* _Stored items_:
——————
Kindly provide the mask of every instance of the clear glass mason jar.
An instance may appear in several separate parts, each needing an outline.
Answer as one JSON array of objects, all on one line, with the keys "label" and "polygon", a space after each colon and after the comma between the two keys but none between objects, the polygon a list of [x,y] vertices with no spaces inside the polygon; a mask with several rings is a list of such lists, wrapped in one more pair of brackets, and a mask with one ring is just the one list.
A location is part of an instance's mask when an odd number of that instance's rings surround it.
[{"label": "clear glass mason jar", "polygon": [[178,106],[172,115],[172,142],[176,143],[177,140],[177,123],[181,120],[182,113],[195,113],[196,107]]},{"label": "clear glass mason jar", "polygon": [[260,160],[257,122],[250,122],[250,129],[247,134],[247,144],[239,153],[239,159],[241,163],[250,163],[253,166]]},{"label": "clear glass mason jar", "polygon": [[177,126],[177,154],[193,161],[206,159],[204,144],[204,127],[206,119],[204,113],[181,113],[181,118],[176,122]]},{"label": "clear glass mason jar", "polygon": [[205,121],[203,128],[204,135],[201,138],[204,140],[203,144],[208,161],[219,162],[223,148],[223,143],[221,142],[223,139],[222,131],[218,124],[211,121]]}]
——————
* _Task details_: All entries must be duplicated exactly, with none left out.

* _Solution to the exercise_:
Kindly provide the mask of every instance of the clear glass mason jar.
An instance may appear in several separate parts, each needing an outline.
Answer as one JSON array of objects, all on one line, with the keys "label" and "polygon", a space after each colon and after the comma between the two keys but none between objects, the polygon a list of [x,y] vertices with no spaces inside the polygon; a mask with several rings is a list of such lists, wrapped in one more pair of brackets, and a mask with one ring is just the one list.
A location is part of an instance's mask when an odd number of that instance's rings surround it.
[{"label": "clear glass mason jar", "polygon": [[178,106],[172,115],[172,142],[176,143],[177,140],[177,123],[181,120],[182,113],[195,113],[196,107]]},{"label": "clear glass mason jar", "polygon": [[260,160],[257,122],[250,122],[250,129],[247,134],[247,144],[239,153],[239,159],[241,163],[250,163],[253,166]]},{"label": "clear glass mason jar", "polygon": [[177,126],[177,154],[193,161],[206,159],[204,144],[204,127],[206,119],[204,113],[181,113],[181,118],[176,122]]},{"label": "clear glass mason jar", "polygon": [[205,121],[203,128],[204,135],[201,138],[204,140],[203,144],[208,161],[219,162],[223,148],[223,143],[221,142],[223,139],[222,131],[218,124],[211,121]]}]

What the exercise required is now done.